THE TASK: Give again the line that contains "Expected content: red painted" and every line after it to the end of the records. Keep them exactly as they are and add nothing.

GIVEN ENTRIES:
+-------+

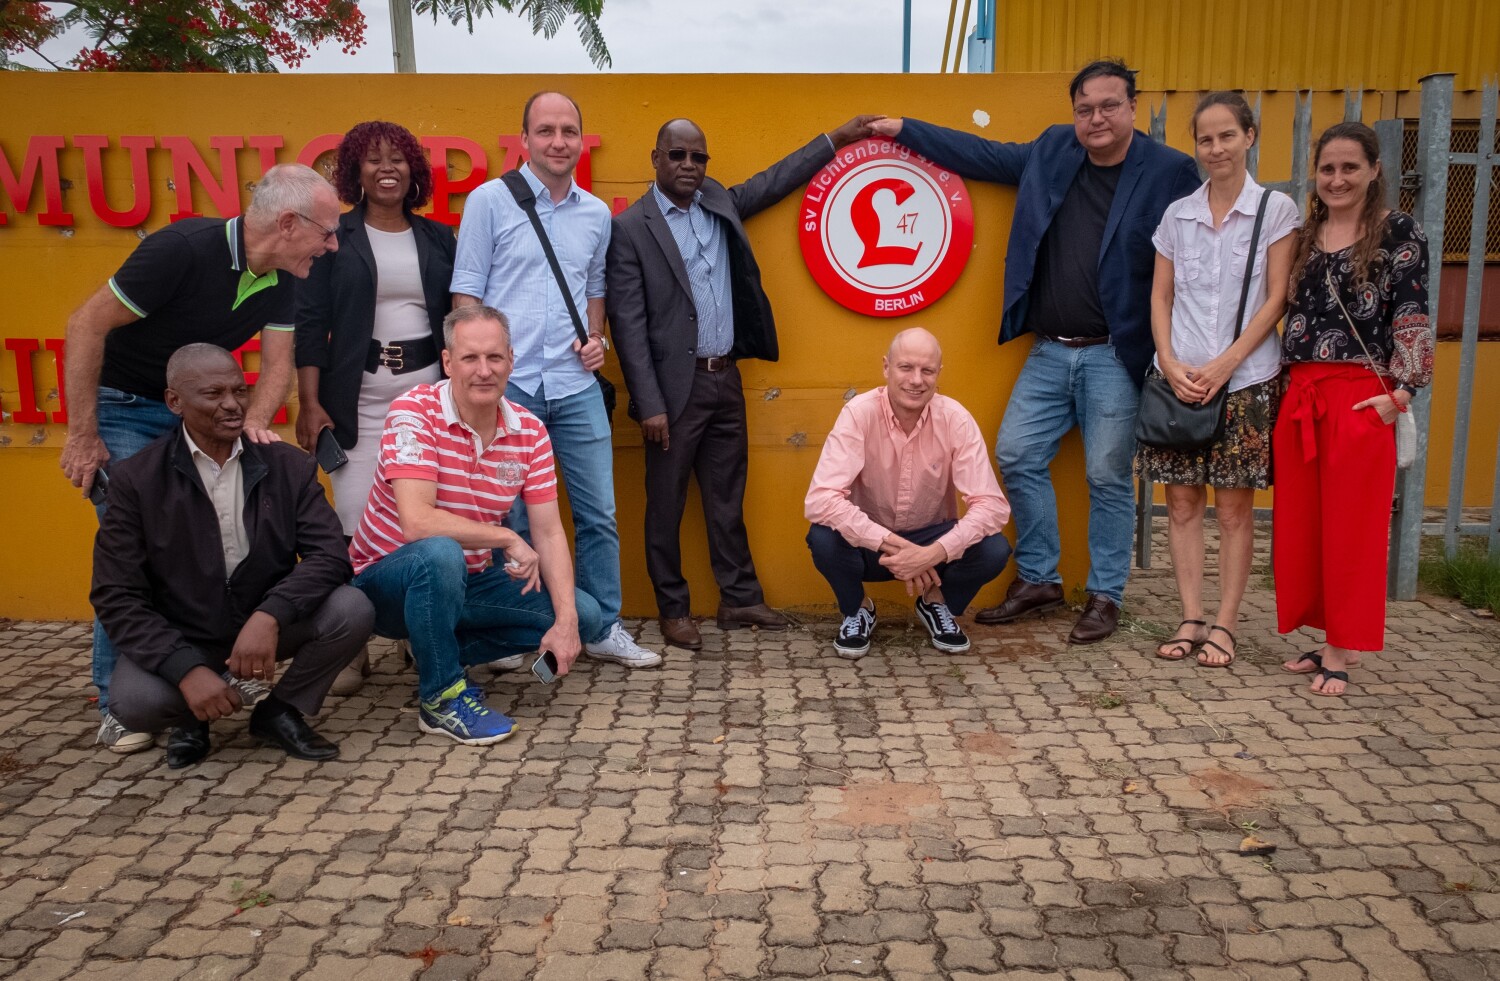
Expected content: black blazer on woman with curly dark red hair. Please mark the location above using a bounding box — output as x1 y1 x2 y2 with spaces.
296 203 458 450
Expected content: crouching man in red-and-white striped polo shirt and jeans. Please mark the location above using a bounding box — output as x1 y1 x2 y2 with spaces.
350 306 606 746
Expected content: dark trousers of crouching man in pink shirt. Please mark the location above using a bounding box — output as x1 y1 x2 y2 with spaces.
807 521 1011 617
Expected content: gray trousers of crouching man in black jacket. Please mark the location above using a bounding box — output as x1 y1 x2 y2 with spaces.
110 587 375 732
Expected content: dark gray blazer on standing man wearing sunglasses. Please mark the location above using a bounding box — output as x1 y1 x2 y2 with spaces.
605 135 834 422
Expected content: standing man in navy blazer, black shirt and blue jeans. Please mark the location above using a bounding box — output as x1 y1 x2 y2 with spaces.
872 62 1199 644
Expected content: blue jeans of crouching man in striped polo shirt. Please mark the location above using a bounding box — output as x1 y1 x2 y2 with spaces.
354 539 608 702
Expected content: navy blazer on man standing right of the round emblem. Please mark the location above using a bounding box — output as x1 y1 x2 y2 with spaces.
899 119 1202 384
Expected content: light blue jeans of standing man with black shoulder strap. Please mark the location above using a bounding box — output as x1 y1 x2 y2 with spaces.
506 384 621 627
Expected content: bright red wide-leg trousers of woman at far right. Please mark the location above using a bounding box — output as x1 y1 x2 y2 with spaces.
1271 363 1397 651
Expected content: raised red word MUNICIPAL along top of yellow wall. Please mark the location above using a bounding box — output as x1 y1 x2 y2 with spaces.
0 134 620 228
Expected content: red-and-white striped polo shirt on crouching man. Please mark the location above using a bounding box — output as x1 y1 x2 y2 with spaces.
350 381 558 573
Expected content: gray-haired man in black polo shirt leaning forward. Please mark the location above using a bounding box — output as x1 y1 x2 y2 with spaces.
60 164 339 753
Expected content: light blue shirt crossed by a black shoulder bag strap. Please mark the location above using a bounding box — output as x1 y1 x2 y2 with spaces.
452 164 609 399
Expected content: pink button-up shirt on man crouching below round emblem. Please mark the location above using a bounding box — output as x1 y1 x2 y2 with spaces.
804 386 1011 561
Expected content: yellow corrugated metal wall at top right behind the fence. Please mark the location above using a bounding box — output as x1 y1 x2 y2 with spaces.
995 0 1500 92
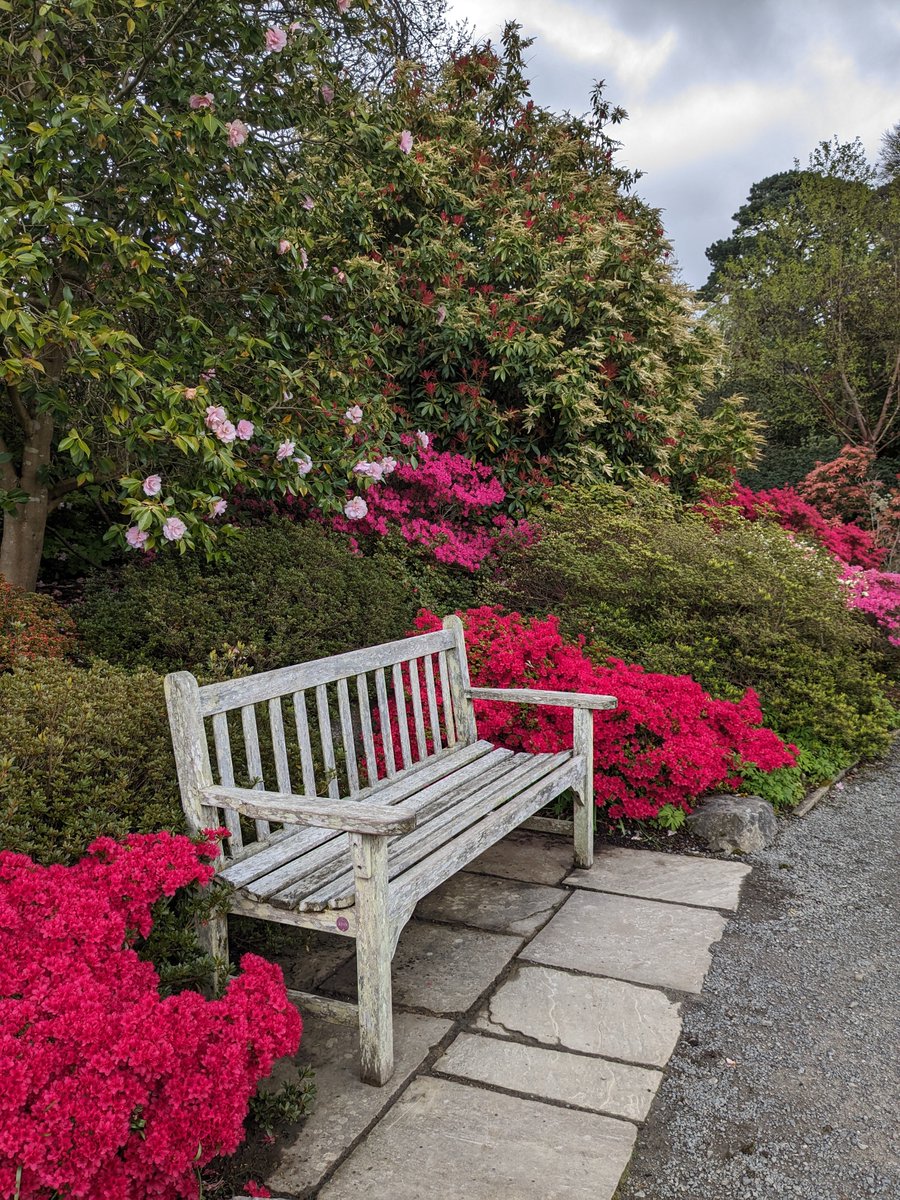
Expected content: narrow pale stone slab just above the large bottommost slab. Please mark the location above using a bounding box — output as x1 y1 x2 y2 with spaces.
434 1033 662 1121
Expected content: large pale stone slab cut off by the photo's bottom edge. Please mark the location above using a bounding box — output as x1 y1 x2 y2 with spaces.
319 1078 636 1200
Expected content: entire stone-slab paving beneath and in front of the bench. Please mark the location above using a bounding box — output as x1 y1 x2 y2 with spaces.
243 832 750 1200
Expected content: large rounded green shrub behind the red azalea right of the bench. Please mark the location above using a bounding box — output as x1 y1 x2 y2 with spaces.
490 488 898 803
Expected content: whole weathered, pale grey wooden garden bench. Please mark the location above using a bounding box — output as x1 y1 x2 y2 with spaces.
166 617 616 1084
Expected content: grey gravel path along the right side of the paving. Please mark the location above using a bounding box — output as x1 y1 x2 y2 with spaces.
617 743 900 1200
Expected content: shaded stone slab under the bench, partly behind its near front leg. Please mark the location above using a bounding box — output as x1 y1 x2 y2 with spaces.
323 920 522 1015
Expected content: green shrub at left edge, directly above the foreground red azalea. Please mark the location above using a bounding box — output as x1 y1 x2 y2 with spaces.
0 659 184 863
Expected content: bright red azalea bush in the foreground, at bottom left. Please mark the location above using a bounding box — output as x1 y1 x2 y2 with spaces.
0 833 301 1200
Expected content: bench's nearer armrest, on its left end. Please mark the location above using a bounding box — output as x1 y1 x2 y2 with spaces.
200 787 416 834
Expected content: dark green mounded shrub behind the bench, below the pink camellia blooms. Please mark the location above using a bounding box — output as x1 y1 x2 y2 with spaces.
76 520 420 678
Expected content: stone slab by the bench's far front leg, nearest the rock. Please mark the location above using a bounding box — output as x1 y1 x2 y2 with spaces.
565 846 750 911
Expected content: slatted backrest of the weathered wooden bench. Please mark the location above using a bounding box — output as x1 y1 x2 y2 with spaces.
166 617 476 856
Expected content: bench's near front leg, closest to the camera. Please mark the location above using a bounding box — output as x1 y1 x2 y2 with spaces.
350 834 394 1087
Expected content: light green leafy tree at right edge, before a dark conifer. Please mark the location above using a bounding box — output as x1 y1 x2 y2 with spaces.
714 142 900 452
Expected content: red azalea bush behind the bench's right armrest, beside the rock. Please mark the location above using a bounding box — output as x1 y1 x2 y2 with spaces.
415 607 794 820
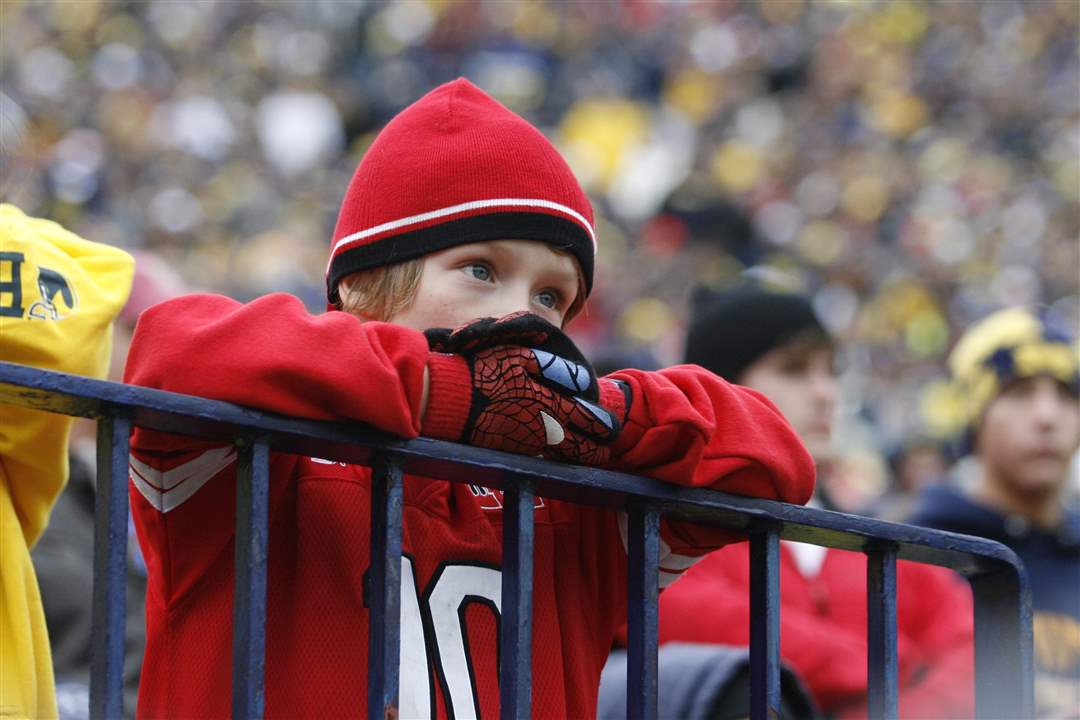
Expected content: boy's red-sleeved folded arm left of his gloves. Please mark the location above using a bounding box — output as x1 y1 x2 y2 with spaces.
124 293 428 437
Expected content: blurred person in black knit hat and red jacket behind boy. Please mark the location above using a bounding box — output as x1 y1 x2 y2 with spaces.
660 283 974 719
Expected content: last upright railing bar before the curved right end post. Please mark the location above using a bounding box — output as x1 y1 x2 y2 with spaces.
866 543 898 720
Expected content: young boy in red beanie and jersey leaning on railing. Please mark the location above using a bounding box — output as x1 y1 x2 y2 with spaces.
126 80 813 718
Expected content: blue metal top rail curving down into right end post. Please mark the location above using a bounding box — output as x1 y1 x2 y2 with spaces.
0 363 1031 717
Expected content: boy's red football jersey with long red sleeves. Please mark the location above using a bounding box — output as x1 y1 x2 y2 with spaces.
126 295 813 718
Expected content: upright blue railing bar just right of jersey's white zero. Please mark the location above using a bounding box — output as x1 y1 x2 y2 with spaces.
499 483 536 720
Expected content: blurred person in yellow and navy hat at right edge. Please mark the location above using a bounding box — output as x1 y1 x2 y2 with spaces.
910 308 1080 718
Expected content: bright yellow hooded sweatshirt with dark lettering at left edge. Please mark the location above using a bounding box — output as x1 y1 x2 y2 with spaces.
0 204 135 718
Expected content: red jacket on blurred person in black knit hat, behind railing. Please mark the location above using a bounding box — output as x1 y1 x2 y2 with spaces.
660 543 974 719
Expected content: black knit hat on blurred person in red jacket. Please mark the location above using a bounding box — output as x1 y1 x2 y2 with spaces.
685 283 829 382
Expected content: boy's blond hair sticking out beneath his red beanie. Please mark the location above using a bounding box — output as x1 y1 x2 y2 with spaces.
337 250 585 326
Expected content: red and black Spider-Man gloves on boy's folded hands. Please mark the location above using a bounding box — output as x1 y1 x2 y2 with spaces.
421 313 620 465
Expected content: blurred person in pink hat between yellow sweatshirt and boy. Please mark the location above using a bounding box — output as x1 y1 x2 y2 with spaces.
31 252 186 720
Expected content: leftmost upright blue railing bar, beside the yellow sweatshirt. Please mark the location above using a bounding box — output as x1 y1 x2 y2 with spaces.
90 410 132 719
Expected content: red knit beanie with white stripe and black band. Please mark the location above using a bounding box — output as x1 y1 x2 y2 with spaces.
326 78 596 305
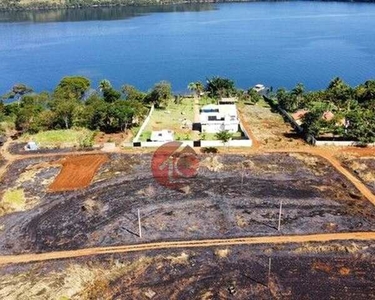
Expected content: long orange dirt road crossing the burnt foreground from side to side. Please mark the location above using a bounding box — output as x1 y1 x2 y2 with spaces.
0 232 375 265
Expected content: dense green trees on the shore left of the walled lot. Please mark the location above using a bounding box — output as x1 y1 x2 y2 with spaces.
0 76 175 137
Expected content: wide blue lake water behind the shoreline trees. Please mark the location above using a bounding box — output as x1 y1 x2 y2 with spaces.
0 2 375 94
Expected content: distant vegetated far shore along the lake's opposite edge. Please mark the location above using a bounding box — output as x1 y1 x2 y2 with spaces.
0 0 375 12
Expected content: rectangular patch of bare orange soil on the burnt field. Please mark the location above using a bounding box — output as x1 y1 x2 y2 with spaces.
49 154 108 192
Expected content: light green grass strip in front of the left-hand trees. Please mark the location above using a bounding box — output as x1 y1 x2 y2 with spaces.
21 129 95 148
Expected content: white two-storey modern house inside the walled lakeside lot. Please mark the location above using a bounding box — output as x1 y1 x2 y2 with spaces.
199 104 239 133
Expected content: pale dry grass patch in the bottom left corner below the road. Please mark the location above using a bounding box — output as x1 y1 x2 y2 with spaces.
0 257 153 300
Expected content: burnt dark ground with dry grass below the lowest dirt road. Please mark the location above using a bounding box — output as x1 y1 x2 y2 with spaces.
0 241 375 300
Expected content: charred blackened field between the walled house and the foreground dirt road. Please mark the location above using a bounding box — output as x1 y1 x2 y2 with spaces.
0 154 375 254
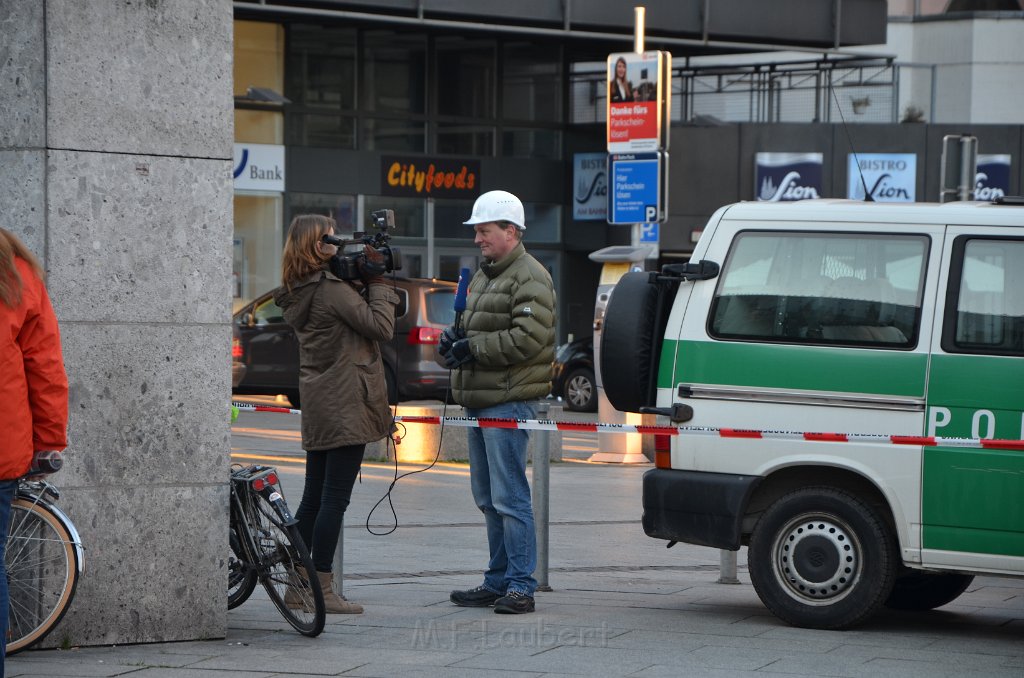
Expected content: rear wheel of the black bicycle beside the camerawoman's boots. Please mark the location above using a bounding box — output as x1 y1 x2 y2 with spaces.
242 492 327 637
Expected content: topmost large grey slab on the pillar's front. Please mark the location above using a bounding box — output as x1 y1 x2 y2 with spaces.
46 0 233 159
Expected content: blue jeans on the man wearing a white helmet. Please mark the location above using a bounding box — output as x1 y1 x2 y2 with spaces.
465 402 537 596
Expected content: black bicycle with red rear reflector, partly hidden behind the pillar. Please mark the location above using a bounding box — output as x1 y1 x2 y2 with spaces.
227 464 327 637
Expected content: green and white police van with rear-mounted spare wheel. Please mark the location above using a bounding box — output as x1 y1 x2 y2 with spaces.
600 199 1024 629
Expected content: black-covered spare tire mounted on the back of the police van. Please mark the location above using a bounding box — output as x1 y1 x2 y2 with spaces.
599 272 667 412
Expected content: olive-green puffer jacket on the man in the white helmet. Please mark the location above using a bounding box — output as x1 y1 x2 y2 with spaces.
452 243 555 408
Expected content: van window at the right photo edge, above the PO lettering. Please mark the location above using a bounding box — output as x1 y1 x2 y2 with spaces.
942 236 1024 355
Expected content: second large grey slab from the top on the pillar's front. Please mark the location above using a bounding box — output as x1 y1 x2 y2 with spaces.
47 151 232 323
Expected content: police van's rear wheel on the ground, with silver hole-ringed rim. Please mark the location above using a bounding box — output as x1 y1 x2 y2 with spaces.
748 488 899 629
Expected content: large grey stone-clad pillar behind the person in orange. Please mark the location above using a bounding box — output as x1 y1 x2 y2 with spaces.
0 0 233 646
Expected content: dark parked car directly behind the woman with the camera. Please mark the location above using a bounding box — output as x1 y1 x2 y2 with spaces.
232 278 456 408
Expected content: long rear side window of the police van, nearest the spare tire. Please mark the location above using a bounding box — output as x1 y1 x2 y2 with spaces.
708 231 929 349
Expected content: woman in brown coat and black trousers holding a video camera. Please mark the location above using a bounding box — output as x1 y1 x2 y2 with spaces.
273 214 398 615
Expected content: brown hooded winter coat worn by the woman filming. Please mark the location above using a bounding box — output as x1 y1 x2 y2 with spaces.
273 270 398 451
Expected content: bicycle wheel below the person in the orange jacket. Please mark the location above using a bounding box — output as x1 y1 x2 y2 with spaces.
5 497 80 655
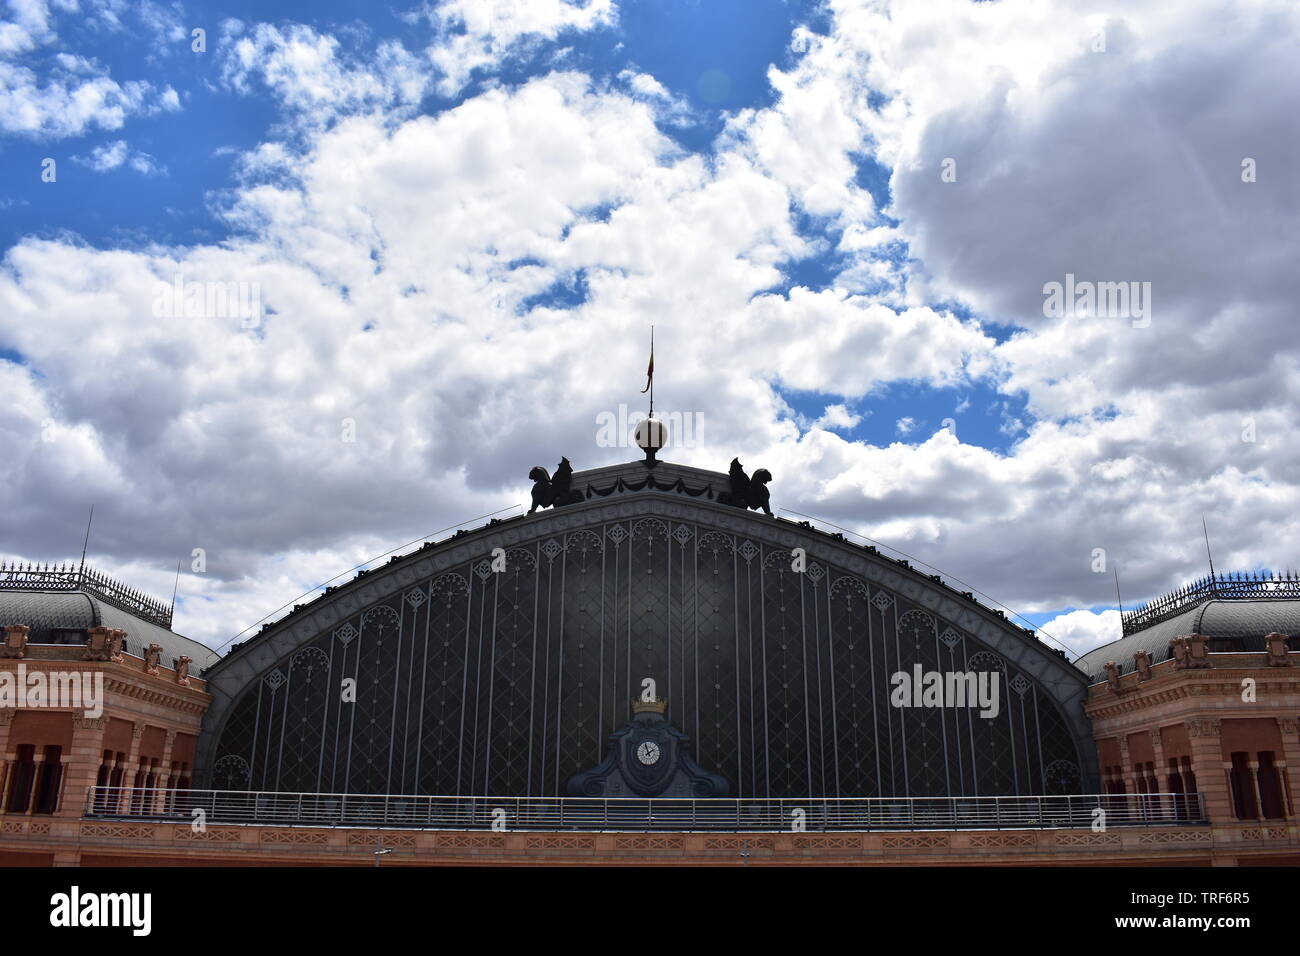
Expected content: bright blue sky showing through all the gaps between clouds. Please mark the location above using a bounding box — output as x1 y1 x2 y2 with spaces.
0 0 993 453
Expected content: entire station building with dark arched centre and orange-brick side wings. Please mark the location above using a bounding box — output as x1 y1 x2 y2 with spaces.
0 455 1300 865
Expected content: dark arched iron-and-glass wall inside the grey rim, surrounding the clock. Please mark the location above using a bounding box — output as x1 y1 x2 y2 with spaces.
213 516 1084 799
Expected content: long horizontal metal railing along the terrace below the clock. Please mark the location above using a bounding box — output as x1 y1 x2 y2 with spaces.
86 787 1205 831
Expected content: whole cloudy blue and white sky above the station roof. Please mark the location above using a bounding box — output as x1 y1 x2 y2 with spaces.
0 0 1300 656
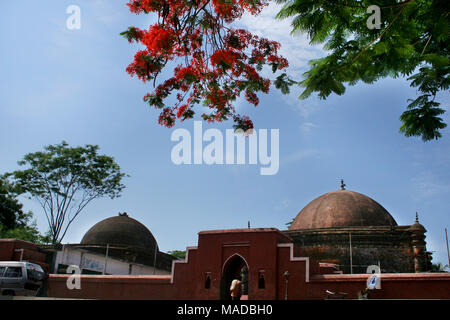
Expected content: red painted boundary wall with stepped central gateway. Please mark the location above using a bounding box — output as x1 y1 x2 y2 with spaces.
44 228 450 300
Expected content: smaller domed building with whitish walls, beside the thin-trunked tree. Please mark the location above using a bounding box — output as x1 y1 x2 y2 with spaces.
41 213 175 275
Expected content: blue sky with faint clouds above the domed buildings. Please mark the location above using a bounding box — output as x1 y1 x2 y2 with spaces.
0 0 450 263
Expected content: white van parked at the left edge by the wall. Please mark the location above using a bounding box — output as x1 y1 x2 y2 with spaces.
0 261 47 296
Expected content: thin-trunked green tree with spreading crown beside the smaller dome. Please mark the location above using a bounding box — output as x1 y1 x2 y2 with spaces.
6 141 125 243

+-------+

RESPONSE TO THE TASK:
Expected content: red painted boundary wall with stepped central gateway. Please mark the location above using a bounding box — output as x1 y1 x2 y2 with spaces.
44 228 450 300
Expected content: smaller domed building with whitish walls, beside the thin-trunked tree. Please mark the location above using a bounding box — output as x1 y1 x2 y2 with spaces.
41 213 175 275
Expected content: blue sky with faint clouds above the domed buildings. Please mark the location above using a bounding box — output as x1 y1 x2 y2 with spaces.
0 0 450 263
Expected content: white van parked at the left edge by the wall. Please mark the location above using a bounding box — output as x1 y1 x2 y2 with spaces.
0 261 47 296
Expected content: thin-trunked green tree with spreading crown beside the smaller dome. Please mark the location above using a bounding box — output as x1 y1 x2 y2 with spaces.
6 141 125 243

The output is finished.